### Document section
Abortions are banned in Georgia after six weeks. Exceptions to this rule are to save the mother’s life; if the fetus is not expected to live; if the preganancy threatens the mother’s physical health and/or if the pregnancy arose from rape or incest. Patients are required to wait 24 hours after seeking an abortion unless doing so will impact the mother’s life or health. Patients under 17 must have parental approval. Minors have to request a judicial bypass to avoid this rule. Researchers at the University of Colorado at Boulder calculated what effect abortion restrictions would have on maternal morbidity by state. Researchers predicted that Georgia will have a 29% increase in maternal mortality. Georgia already has the highest maternal mortality rate of all the fifty states, with 46.2 maternal deaths per 100,000 live births, and for Black women that number in Georgia is 66.6 maternal deaths per 100,000 live births.
Maternal health care is a basic human right that should be available to every woman. However, in the United States, the maternal health crisis disproportionately affects Black women, particularly those living in rural areas. Georgia has the highest rate of rate of maternal mortality for Black women. This disparity is due in large part to the decades-old state regulatory system that gives rural Black Georgians less access to maternity care. As abortion access is restricted, more women, particularly Black women, are expected to die due to lack of access to maternal health care.
In Georgia, state regulations make it difficult for small, rural hospitals to offer obstetric care, which disproportionately affects Black women who are more likely to live in rural areas. These hospitals must meet strict regulatory requirements to provide obstetric care, including having a certain number of births per year and hiring specialized staff. These requirements are difficult for small rural hospitals to meet, leaving many Black women in these areas without access to maternity care.

### Dataset entries
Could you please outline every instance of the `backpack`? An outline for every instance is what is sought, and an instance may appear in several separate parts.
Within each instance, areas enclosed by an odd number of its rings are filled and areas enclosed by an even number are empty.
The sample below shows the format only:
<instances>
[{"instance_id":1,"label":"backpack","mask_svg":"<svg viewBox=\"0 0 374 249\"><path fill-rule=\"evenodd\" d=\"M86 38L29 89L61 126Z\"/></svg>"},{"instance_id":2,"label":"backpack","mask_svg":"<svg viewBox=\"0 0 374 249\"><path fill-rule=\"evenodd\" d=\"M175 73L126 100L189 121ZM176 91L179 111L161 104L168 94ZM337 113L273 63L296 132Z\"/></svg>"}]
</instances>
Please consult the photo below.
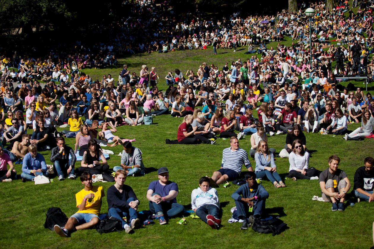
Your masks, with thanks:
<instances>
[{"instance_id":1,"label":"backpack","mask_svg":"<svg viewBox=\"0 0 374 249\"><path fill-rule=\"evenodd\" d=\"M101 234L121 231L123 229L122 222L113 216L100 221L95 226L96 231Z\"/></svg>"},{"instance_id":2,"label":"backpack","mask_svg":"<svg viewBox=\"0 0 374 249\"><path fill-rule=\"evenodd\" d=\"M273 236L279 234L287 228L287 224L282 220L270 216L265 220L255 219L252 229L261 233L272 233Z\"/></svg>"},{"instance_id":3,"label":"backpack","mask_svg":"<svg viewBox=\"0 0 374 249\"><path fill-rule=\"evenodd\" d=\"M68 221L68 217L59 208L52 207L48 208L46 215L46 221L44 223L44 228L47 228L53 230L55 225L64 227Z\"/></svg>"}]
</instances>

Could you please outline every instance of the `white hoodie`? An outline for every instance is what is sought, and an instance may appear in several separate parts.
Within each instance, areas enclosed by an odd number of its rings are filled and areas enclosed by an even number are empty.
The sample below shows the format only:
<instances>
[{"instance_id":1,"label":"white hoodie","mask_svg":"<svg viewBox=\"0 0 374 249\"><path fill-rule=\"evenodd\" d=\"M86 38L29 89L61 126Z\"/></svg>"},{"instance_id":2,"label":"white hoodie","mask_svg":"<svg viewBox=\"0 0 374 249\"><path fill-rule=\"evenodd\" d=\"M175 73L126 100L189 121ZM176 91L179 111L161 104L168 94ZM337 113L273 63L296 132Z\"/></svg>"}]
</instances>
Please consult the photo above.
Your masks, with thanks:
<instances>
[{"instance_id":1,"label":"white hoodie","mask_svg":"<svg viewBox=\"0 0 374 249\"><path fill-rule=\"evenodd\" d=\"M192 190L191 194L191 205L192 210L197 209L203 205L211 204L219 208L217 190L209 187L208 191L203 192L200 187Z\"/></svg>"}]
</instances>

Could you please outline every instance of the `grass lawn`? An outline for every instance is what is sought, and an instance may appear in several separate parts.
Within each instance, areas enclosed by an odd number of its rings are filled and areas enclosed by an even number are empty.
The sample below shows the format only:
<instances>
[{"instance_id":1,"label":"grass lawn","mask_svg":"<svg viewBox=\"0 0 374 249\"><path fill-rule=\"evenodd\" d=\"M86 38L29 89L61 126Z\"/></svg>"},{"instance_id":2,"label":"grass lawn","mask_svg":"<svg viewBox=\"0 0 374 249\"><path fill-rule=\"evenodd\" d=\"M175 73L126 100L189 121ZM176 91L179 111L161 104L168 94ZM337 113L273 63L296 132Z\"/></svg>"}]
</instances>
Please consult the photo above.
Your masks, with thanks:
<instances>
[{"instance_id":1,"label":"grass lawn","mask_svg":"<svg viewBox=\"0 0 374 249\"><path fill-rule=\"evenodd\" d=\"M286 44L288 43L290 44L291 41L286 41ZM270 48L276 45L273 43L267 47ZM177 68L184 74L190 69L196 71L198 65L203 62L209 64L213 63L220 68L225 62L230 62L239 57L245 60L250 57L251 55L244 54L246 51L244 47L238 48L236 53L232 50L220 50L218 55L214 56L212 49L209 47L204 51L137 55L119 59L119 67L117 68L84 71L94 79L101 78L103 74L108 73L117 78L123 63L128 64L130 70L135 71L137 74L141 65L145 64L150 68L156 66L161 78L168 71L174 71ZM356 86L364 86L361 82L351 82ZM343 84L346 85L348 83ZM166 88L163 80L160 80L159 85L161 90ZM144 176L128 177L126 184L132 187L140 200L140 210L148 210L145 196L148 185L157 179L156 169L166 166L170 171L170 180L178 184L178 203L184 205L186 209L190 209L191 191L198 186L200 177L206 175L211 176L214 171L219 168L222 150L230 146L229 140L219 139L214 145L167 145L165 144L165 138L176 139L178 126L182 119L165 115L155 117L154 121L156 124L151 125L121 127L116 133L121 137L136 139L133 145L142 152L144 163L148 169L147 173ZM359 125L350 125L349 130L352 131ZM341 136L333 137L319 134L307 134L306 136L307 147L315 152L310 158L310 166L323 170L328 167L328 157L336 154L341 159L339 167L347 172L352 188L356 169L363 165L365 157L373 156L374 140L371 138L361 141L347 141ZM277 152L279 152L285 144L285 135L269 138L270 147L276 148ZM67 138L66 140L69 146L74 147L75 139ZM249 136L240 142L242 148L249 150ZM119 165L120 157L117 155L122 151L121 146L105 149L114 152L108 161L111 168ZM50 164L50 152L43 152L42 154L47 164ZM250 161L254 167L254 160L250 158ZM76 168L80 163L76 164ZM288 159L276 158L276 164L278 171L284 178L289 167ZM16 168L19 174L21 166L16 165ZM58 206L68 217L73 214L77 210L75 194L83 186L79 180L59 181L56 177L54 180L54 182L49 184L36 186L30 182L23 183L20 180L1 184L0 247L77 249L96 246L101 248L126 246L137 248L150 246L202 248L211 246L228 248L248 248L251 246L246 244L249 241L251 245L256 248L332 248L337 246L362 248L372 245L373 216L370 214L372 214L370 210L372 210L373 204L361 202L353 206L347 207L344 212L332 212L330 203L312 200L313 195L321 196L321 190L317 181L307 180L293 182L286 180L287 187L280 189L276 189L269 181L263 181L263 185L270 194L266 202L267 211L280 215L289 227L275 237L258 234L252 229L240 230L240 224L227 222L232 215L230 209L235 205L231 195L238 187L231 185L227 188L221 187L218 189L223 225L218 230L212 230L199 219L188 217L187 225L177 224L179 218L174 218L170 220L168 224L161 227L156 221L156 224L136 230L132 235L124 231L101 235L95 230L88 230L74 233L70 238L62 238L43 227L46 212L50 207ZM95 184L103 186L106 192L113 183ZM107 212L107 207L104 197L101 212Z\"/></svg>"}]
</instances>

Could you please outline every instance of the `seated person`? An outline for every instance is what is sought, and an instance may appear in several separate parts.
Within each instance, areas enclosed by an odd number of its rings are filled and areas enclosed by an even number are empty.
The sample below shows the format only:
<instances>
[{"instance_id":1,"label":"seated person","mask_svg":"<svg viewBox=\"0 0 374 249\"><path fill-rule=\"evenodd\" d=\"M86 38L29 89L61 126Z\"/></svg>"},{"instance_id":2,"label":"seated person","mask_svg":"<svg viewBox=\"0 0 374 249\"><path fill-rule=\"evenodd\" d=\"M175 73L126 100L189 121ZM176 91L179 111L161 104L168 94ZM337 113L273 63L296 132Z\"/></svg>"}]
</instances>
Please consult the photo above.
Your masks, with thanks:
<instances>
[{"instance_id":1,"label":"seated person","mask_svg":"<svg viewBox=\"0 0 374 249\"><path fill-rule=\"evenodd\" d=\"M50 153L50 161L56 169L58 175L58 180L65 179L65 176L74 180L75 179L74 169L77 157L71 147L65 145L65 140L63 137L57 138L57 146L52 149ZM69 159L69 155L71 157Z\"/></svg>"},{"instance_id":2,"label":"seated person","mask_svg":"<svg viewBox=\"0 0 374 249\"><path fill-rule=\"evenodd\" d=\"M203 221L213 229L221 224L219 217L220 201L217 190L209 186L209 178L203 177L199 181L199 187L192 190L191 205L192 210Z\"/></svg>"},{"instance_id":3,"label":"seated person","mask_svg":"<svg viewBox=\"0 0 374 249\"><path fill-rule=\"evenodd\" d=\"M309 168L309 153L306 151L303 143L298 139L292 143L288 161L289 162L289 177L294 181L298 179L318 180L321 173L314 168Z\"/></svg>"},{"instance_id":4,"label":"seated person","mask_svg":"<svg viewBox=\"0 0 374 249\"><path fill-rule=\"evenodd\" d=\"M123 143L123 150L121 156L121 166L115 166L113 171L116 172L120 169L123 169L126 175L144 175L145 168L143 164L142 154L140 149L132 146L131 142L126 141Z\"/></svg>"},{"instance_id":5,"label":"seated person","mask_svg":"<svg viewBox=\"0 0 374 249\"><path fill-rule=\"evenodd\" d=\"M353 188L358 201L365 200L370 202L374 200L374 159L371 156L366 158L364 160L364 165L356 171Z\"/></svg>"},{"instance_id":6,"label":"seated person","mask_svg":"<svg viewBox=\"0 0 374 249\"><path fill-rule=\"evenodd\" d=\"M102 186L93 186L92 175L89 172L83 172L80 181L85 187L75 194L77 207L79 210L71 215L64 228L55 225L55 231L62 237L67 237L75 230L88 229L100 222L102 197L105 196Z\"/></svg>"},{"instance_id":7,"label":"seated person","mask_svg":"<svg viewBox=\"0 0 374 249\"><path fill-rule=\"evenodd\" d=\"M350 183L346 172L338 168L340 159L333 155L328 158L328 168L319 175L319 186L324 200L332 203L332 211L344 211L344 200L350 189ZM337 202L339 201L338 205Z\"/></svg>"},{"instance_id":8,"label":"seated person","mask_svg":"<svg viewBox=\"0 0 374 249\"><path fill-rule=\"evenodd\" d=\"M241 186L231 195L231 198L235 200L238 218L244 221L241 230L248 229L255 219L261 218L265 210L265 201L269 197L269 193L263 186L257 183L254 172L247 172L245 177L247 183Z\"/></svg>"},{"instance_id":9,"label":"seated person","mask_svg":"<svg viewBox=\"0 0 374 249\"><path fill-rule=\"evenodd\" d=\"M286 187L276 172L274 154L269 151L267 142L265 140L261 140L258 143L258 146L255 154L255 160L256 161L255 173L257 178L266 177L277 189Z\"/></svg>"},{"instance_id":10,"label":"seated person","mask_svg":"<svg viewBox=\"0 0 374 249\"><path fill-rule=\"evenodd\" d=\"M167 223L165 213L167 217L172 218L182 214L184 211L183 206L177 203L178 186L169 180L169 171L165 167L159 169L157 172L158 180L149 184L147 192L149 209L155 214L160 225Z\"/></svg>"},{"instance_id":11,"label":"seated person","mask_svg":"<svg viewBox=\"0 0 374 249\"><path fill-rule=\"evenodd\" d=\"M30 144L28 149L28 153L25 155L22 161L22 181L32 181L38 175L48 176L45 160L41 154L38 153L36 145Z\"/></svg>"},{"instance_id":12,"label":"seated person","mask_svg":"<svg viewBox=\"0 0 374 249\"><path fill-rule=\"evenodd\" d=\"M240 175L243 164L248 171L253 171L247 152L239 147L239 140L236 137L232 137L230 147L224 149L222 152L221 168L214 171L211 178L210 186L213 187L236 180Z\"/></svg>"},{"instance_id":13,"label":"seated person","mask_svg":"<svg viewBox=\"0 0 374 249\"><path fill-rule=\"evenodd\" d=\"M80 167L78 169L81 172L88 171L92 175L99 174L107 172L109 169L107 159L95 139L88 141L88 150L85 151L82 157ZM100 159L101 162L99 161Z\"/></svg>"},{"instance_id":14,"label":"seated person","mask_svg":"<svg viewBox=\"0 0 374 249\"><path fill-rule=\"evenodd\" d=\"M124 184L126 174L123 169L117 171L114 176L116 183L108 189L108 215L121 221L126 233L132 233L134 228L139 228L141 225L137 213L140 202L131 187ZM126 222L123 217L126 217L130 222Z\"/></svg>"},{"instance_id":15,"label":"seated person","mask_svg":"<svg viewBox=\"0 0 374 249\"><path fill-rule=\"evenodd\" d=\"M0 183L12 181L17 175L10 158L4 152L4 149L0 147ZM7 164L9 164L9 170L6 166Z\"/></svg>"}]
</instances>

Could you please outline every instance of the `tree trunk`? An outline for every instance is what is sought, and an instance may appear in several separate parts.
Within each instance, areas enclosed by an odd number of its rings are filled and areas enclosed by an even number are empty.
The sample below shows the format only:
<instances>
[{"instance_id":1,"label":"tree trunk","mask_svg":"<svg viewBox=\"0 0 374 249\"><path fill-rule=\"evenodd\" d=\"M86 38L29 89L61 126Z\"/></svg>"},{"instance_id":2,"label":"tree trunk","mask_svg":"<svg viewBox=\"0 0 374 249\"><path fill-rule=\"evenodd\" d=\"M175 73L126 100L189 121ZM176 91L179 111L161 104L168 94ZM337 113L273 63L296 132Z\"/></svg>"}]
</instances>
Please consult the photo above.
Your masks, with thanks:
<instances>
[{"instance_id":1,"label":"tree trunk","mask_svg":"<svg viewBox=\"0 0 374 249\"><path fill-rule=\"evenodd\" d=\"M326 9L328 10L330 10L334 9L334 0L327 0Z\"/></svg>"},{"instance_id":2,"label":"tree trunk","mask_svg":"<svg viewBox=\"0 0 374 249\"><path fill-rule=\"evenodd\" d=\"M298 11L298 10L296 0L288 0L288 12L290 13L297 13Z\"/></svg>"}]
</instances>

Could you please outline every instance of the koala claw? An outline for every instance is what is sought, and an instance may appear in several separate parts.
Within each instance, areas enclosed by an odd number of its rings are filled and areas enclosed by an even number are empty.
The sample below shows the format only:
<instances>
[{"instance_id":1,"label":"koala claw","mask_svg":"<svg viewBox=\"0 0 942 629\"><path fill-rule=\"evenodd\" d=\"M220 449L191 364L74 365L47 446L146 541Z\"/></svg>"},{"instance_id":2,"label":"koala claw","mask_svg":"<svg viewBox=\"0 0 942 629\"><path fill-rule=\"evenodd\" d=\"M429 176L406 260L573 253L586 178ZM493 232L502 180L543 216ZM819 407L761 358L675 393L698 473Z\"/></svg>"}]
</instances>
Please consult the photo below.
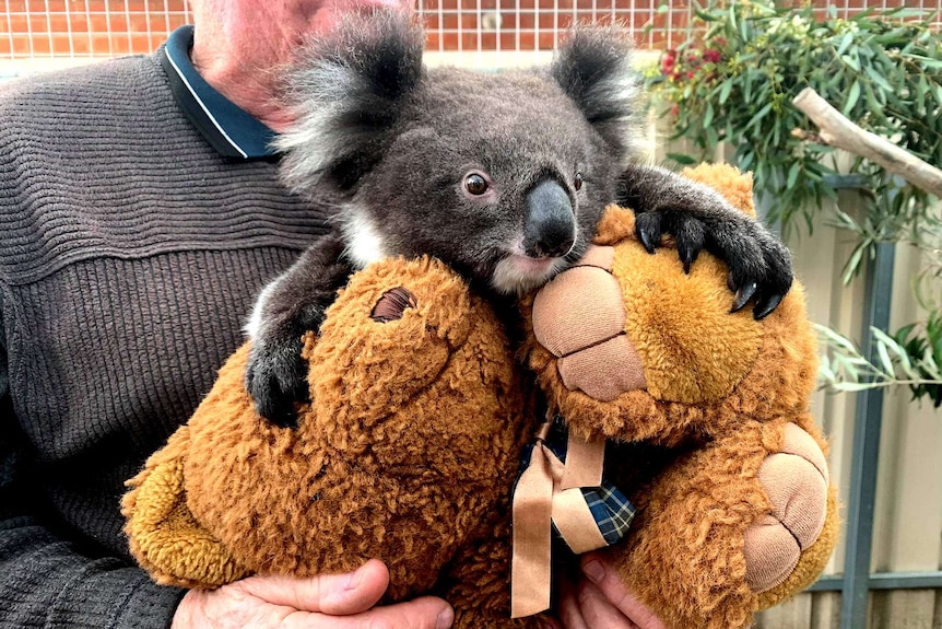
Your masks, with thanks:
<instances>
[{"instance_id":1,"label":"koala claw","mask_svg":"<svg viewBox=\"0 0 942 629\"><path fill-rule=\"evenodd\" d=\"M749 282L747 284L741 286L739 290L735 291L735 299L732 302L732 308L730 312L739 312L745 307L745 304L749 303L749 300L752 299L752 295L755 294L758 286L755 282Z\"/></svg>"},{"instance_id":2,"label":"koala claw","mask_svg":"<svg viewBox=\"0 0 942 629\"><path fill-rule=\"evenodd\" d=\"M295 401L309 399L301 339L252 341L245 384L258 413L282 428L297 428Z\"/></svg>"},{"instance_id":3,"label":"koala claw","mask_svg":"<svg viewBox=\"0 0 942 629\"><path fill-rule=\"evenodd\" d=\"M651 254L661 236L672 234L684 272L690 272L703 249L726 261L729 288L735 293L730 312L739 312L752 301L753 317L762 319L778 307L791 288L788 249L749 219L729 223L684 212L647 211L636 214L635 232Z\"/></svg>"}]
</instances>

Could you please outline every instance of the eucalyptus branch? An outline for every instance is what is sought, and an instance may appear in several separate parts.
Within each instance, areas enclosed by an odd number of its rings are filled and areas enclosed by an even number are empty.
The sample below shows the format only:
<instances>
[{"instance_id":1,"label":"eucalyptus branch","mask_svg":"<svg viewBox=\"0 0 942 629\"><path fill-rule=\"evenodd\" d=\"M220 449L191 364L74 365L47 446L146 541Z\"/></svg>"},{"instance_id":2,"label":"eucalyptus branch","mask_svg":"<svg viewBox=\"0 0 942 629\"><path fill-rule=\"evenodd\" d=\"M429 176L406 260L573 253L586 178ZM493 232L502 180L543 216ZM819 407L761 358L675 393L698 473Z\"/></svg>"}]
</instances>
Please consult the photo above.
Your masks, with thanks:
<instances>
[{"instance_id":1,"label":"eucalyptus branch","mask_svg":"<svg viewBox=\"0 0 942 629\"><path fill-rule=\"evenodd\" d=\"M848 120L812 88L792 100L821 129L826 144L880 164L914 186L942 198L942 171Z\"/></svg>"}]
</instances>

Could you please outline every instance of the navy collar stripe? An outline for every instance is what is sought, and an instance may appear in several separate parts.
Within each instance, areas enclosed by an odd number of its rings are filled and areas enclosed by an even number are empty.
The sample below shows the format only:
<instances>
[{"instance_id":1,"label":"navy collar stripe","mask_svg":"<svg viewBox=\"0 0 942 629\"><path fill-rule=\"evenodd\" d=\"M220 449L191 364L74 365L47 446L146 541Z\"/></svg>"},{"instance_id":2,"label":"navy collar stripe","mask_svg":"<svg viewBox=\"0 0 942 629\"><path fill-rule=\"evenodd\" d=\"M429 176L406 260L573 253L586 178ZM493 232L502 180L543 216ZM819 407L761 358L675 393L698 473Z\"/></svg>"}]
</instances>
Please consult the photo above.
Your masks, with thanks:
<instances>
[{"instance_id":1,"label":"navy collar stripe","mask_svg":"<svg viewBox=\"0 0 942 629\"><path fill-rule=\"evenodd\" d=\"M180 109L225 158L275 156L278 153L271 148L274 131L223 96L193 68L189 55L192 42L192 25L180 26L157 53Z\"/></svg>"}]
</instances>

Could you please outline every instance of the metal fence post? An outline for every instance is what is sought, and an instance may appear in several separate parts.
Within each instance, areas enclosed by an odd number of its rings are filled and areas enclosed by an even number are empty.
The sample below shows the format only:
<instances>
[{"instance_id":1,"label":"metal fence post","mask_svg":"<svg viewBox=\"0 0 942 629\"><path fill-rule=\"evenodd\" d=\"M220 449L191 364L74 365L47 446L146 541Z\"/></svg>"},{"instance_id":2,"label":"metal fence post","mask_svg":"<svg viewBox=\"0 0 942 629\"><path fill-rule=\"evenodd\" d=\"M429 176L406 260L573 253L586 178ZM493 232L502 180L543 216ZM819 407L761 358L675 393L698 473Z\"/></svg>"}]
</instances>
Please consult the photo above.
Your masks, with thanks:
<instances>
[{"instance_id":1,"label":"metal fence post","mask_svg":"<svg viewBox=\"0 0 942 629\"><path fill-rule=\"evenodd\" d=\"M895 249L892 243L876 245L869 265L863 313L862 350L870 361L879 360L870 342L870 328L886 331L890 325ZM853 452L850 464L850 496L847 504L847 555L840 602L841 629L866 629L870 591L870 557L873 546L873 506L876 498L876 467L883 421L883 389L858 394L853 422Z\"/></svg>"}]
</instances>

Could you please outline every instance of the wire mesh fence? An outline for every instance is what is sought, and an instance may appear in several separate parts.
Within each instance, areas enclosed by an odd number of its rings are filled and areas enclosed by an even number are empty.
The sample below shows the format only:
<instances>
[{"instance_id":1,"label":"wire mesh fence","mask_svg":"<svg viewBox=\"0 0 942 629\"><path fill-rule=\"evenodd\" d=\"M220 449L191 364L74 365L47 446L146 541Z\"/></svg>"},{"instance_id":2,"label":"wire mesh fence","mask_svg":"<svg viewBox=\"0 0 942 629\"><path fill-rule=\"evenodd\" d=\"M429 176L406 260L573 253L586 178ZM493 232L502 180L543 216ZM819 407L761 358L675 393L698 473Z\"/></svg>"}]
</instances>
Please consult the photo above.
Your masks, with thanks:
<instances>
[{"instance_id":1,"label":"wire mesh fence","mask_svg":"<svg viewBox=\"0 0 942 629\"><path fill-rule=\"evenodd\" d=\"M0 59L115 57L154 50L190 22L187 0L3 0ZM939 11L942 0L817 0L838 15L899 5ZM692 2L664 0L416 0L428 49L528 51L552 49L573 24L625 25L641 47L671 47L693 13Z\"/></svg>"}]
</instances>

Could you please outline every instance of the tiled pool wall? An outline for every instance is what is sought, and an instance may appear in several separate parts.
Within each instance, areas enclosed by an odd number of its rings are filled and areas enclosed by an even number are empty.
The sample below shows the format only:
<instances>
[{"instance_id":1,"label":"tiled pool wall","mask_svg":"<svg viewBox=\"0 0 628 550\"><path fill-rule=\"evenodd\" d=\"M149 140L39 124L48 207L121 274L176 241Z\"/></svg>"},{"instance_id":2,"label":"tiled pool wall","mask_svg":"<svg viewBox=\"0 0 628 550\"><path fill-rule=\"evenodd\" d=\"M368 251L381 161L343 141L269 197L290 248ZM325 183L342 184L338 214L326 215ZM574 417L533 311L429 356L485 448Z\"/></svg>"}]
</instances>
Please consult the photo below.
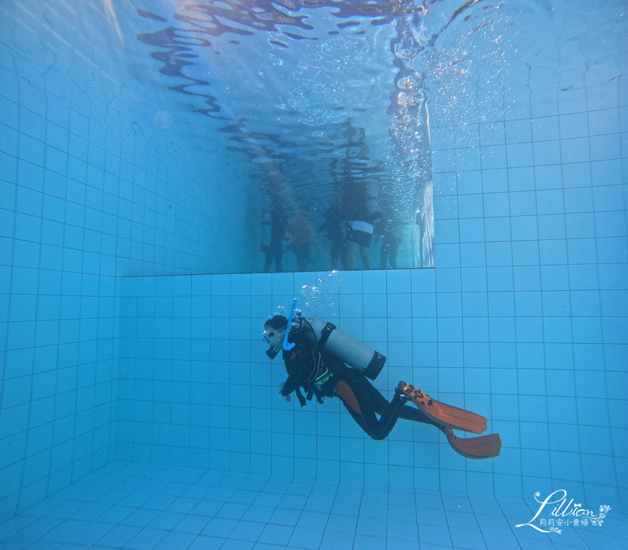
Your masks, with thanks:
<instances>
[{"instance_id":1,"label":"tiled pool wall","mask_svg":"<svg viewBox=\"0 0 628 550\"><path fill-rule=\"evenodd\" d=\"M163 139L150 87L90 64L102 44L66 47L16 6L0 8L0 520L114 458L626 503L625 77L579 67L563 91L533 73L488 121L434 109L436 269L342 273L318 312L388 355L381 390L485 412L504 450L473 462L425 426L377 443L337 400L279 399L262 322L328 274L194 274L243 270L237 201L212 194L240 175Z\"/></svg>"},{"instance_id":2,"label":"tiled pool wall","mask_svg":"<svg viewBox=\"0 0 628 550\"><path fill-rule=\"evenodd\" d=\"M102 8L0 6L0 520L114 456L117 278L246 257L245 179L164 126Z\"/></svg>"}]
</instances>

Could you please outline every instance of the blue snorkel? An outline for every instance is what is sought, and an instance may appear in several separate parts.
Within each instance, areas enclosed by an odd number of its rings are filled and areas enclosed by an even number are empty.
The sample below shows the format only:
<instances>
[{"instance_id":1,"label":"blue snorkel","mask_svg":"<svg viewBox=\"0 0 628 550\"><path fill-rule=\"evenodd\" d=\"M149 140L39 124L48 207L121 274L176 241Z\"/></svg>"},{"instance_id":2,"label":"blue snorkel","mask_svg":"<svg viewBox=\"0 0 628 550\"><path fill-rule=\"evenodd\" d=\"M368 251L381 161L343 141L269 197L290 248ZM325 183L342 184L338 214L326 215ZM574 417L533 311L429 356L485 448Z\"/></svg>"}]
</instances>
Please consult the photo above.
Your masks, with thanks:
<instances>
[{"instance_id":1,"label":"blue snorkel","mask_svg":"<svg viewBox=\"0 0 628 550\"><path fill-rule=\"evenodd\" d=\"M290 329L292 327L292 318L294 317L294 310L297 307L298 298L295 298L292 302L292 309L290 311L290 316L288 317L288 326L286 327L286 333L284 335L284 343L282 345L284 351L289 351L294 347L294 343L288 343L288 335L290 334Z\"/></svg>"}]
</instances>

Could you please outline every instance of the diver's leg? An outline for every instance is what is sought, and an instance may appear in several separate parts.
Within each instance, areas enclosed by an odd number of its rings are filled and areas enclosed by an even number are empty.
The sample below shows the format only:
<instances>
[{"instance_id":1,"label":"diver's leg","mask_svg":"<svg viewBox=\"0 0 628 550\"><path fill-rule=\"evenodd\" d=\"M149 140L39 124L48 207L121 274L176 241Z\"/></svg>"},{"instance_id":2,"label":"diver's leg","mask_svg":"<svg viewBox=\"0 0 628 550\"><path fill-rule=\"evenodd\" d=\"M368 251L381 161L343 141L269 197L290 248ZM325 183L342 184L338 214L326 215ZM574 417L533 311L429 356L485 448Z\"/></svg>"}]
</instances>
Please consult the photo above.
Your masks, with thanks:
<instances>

### Questions to answer
[1] Answer these questions using the text on abortion and maternal health in Georgia:
(a) How long must patients wait after seeking an abortion?
(b) What is Georgia's maternal mortality rate for Black women?
(c) Besides having a certain number of births per year, what must small rural hospitals do to provide obstetric care?
[2] Retype the stretch of the text on abortion and maternal health in Georgia from "Maternal health care is" through "maternal health care.".

### List of answers
[1]
(a) 24 hours
(b) 66.6 maternal deaths per 100,000 live births
(c) Hire specialized staff

[2]
Maternal health care is a basic human right that should be available to every woman. However, in the United States, the maternal health crisis disproportionately affects Black women, particularly those living in rural areas. Georgia has the highest rate of rate of maternal mortality for Black women. This disparity is due in large part to the decades-old state regulatory system that gives rural Black Georgians less access to maternity care. As abortion access is restricted, more women, particularly Black women, are expected to die due to lack of access to maternal health care.